== Source ==

--- begin ---

Kuch Meetha Ho Jaaye?

Ever woken up in the middle of the night craving for sweets? Naah, I do not mean the American cheese cake or the Black Forest cake, but the typical Indian mithai? I never buy sweets from the Indian stores. Naah, it is not what you are thinking about weight watching and all that crap. I had once bought 10 laddus in all of 4 varieties on a Friday evening, wanting to share it with my wife. The entire weekend I had spent dipped in bucketful of guilt, having eaten all the laddus even before the poor laddus got the chance to see a new week.


People have a sweet tooth. I claim that all my 28 teeth are sweet. And of all the days, I had to crave for sweets when I didn’t even have milk at home. Had it been a kid craving for sweets and throwing a tantrum, I would have pacified it with something else to divert its attention. But how to pacify the kid in me that refused to let go without having something sweet?

--- end ---

== The problem ==
Answer these from the sweets post:
1. How many laddus did the writer buy that Friday evening, and in how many varieties?
2. How many teeth does the writer claim are sweet?
3. What did the writer not have at home on the night of the craving?
The listing is separate material from the sweets post.

== Stored data ==
--- begin ---

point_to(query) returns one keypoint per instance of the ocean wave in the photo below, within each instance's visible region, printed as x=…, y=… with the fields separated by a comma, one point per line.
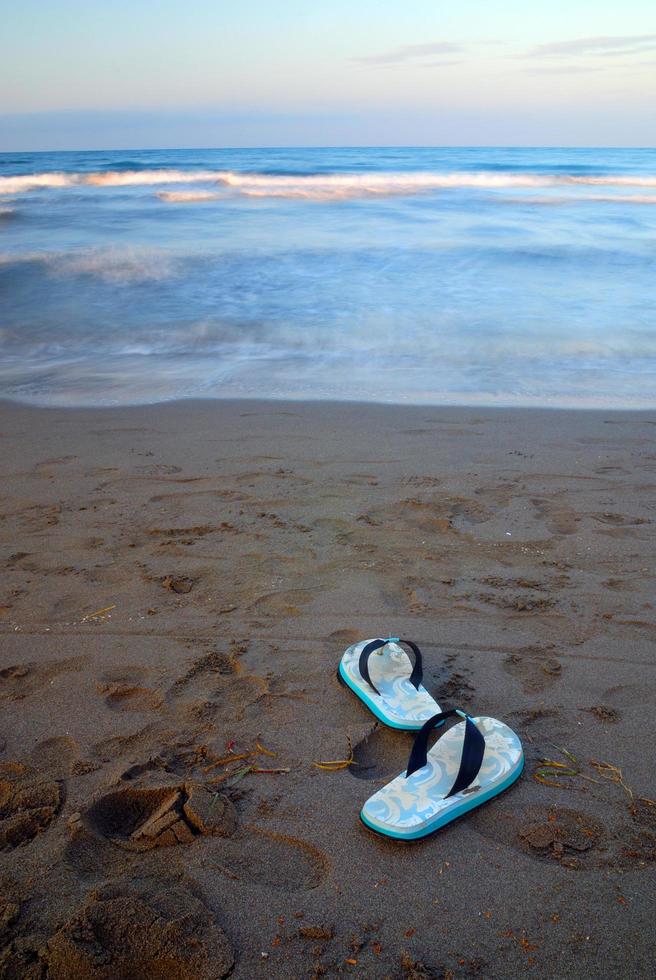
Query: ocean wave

--- end ---

== Answer to this exercise ==
1. 10 laddus, in 4 varieties.
2. 28.
3. Milk.